Task details: Copy all of the records below word for word, keeping every line as it appears.

— start of Dataset —

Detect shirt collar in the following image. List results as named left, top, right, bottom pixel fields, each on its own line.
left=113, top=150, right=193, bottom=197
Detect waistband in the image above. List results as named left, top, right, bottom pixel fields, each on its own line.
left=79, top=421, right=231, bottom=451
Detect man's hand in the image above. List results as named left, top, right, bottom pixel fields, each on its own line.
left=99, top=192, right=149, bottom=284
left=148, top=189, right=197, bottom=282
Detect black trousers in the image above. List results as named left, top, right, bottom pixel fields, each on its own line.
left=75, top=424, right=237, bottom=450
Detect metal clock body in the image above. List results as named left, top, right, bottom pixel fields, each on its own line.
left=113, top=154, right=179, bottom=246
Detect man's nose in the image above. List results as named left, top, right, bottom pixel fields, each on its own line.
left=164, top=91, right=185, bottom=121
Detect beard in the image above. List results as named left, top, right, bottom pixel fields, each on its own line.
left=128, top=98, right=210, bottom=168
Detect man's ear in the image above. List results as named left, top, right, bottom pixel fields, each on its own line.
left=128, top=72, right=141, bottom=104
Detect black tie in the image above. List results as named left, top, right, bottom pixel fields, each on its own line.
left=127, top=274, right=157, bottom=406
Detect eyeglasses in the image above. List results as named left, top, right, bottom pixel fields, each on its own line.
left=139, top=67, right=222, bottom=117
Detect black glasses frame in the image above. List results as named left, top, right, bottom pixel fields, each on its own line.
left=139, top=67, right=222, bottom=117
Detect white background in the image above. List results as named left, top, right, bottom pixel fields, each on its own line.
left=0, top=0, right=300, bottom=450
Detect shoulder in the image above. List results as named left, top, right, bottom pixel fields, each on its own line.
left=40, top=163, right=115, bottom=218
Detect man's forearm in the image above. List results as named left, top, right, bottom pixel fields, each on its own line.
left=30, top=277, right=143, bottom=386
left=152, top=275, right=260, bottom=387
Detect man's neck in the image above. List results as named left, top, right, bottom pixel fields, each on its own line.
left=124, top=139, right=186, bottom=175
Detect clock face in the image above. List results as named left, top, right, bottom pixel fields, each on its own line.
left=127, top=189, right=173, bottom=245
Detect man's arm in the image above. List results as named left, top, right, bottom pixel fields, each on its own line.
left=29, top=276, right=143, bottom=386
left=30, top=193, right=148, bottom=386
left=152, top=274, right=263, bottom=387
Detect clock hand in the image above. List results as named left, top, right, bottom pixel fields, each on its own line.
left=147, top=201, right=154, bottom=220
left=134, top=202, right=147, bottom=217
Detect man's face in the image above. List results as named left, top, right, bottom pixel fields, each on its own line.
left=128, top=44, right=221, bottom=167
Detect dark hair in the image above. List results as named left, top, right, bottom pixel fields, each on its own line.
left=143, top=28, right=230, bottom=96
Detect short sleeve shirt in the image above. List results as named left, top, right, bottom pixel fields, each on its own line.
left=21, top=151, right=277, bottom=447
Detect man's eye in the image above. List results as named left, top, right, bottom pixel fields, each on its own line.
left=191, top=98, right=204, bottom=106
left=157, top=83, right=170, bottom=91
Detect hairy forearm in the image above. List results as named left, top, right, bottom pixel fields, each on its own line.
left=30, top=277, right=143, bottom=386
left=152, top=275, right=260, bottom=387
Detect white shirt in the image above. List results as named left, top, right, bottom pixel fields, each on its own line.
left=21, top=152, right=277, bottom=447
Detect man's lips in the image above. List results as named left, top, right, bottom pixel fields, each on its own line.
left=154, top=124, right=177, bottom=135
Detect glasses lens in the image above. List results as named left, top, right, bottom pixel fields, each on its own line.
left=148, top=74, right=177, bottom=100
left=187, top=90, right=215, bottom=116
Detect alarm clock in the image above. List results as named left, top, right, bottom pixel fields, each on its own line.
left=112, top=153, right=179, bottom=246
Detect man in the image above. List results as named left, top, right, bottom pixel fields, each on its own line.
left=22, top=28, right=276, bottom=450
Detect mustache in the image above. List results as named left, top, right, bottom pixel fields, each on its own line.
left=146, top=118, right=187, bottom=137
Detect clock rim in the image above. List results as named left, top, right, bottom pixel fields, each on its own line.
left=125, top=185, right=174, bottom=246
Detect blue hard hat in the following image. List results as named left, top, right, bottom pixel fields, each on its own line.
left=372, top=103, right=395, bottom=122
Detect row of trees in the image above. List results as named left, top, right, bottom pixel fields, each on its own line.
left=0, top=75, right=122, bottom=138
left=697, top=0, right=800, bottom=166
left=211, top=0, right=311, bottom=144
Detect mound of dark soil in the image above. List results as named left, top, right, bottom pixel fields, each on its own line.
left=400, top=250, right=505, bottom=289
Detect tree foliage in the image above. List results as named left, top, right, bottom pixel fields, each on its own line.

— end of Dataset —

Exercise solution:
Detect shirt collar in the following image. List results as named left, top, right, bottom pixel fields, each on its own line.
left=113, top=150, right=193, bottom=197
Detect waistband in the image above. List results as named left, top, right, bottom pixel fields, each on its own line.
left=79, top=421, right=231, bottom=451
Detect man's hand in the image above. List results as named left, top, right, bottom pixel fields, each on its own line.
left=99, top=192, right=149, bottom=284
left=148, top=189, right=197, bottom=282
Detect black trousers in the image above. List results as named left, top, right, bottom pixel fields, each on its own line.
left=75, top=424, right=237, bottom=450
Detect metal clock body in the image above. List results as named left, top, right, bottom pixel fields, each on its own line.
left=113, top=154, right=179, bottom=246
Detect man's nose in the image above. List results as named left, top, right, bottom pixel fields, each on its own line.
left=164, top=91, right=185, bottom=121
Detect beard in the image above. List results as named left, top, right, bottom pixel fields, each on its own line.
left=128, top=98, right=210, bottom=168
Detect man's ear in the image above. List results as named left, top, right, bottom pixel fields, each on its own line.
left=128, top=72, right=141, bottom=104
Detect black tie in the image above. List results as named left, top, right, bottom pixel fields, each on its own line.
left=127, top=274, right=157, bottom=406
Detect eyeglasses in the image above. List results as named left, top, right, bottom pixel fields, each on its own line.
left=139, top=67, right=222, bottom=117
Detect black glasses frame in the image above. List results as named left, top, right, bottom pixel fields, each on its own line.
left=139, top=67, right=222, bottom=117
Detect white background in the image above. List results as named left, top, right, bottom pixel fields, each on its own line.
left=0, top=0, right=300, bottom=450
Detect shoulder in the image above. List results as named left, top, right, bottom pixel fields, each on its own line.
left=40, top=163, right=115, bottom=218
Detect man's forearm in the image above. List results as named left, top, right, bottom pixel fields, each on its own line.
left=30, top=277, right=143, bottom=386
left=152, top=275, right=260, bottom=387
Detect man's neck in the image above. List results as named left, top, right, bottom pixel fields, each on its own line.
left=124, top=139, right=186, bottom=175
Detect clock face in the image above. List results as named left, top, right, bottom pixel fields, each on its own line.
left=127, top=189, right=173, bottom=245
Detect man's arm in the image above. List results as named left, top, right, bottom pixel fields, each on its own line.
left=29, top=276, right=143, bottom=386
left=30, top=193, right=148, bottom=386
left=152, top=274, right=263, bottom=387
Detect clock hand in the image above. List results as named left, top, right, bottom pixel fields, each on its own line.
left=147, top=201, right=154, bottom=220
left=134, top=202, right=147, bottom=217
Detect man's face in the image above. List results as named left, top, right, bottom pixel fields, each on its own line.
left=128, top=44, right=221, bottom=167
Detect dark hair in the image above. List results as named left, top, right, bottom pixel fields, each on its own line.
left=143, top=28, right=230, bottom=96
Detect short sleeve shirt in the image above. List results as named left, top, right, bottom pixel fields, each on its own line.
left=21, top=151, right=277, bottom=447
Detect man's eye in the image above. List results as named left, top, right, bottom pixel fields, each on its own line.
left=191, top=98, right=204, bottom=106
left=157, top=83, right=170, bottom=91
Detect hairy forearm in the image above. List results as named left, top, right, bottom pixel fields, each on its own line.
left=30, top=277, right=143, bottom=386
left=152, top=275, right=260, bottom=387
Detect white shirt in the image above. List results as named left, top, right, bottom pixel fields, each on its own line.
left=21, top=152, right=277, bottom=447
Detect man's lips in the image above. List results as named left, top, right, bottom pixel fields, each on its own line.
left=154, top=124, right=177, bottom=135
Detect glasses lens in the image above. List results as named left, top, right, bottom pixel fields, each on its own line.
left=148, top=74, right=177, bottom=100
left=187, top=90, right=215, bottom=116
Detect alarm clock in the image above. List results as named left, top, right, bottom pixel fields, each on its own line.
left=112, top=153, right=179, bottom=246
Detect man in the image above. List results as named left, top, right, bottom pixel fields, each on its own line.
left=22, top=28, right=276, bottom=450
Detect mustache in the image above. List results as named left, top, right, bottom pixel fields, each on its own line.
left=146, top=118, right=187, bottom=137
Detect clock rim in the image above. List results as named left, top, right, bottom pixel fields, each on its own line.
left=125, top=185, right=174, bottom=246
Detect blue hard hat in the following image. List results as named left, top, right, bottom pixel fields, each on its own line.
left=372, top=103, right=395, bottom=122
Detect row of trees in the image above. List results as named left, top, right, bottom pixel fields, each on its own line.
left=0, top=75, right=122, bottom=138
left=697, top=0, right=800, bottom=166
left=211, top=0, right=311, bottom=144
Detect mound of dark soil in the image above. List results as named left, top, right, bottom pixel fields, each on its own line.
left=400, top=250, right=505, bottom=289
Detect tree foliage in the image above. List results as named left, top, right, bottom pixel fields, each on its own line.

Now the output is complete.